= Image object location entries =
==========
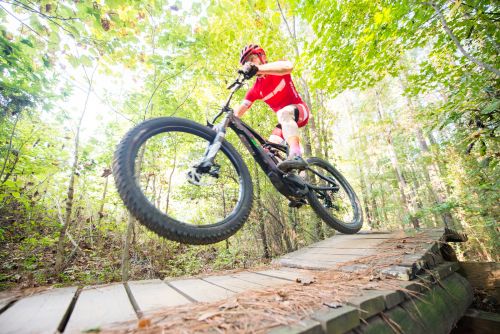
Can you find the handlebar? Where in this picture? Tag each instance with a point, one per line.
(239, 81)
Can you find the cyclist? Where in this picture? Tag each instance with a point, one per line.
(275, 87)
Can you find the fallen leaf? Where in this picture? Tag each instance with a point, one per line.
(305, 280)
(208, 315)
(144, 323)
(370, 286)
(230, 304)
(333, 305)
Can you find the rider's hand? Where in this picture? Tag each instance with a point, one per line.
(249, 70)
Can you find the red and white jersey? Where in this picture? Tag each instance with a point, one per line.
(278, 91)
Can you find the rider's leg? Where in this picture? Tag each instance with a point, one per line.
(287, 119)
(277, 135)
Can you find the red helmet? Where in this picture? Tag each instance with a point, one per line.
(250, 50)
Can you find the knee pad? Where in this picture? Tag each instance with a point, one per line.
(286, 114)
(277, 131)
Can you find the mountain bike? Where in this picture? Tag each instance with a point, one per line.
(187, 183)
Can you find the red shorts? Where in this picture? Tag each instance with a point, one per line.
(302, 114)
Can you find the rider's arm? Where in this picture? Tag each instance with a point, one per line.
(241, 109)
(282, 67)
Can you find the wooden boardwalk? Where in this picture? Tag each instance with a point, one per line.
(71, 310)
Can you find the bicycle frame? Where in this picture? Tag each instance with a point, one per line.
(288, 184)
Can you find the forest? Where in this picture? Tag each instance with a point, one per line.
(405, 99)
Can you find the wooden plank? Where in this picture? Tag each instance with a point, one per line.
(302, 264)
(291, 275)
(154, 294)
(313, 257)
(98, 306)
(40, 313)
(344, 251)
(200, 290)
(369, 304)
(339, 320)
(483, 275)
(265, 281)
(477, 321)
(6, 301)
(232, 283)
==========
= What the exercise asks =
Restate each of the entries above word for word and skip every image.

= Written answer =
Can you find the handlebar? Where in this picture? Tag each instance with a point, one per line.
(239, 81)
Can you find the cyclist? Where in this picture? Tag each instance with a point, one per line.
(275, 87)
Can you find the fallen leaf? Where in this picture? Tag each instance with a point, one per line.
(305, 280)
(208, 315)
(144, 323)
(370, 286)
(230, 304)
(333, 305)
Can you find the rider's hand? Where in this picture? Tag each instance with a point, one per line.
(249, 70)
Can you find the red and white jersey? Where in this picture? Tag each instance with a point, one per line.
(278, 91)
Can you find the rider's leg? Where in this picture? Tag each instance with a point, one per line.
(287, 119)
(277, 135)
Can you find the red helmet? Where in this picture? Tag each instance with a point, one per line.
(250, 50)
Can you find the knee pad? Where in this picture? Tag each instance with a point, one per line.
(286, 114)
(277, 131)
Can you find the mountain bike? Where in this picture? Tag each instance with a point, one per line.
(187, 183)
Can you find the red shorts? Where in this picture? Tag each instance with a point, one per line.
(302, 114)
Can you find the rider's arm? Where in this picture? Tag each instance with a point, one per line.
(241, 109)
(282, 67)
Can you find the wooden boardwalk? Where in this picture? Tag each instance with a point, one per line.
(71, 310)
Can you find the bicycle frame? Where in this picture? Tag each instance with a point, one per line.
(288, 184)
Can you find the forest? Where in this picture? Tag each instance with a point, one per line.
(405, 99)
Can you find the wooden plank? Where in this picture? Tag each instance with a point, one per line.
(302, 264)
(291, 275)
(154, 294)
(313, 257)
(98, 306)
(40, 313)
(344, 251)
(200, 290)
(369, 304)
(339, 320)
(483, 275)
(265, 281)
(477, 321)
(6, 301)
(232, 283)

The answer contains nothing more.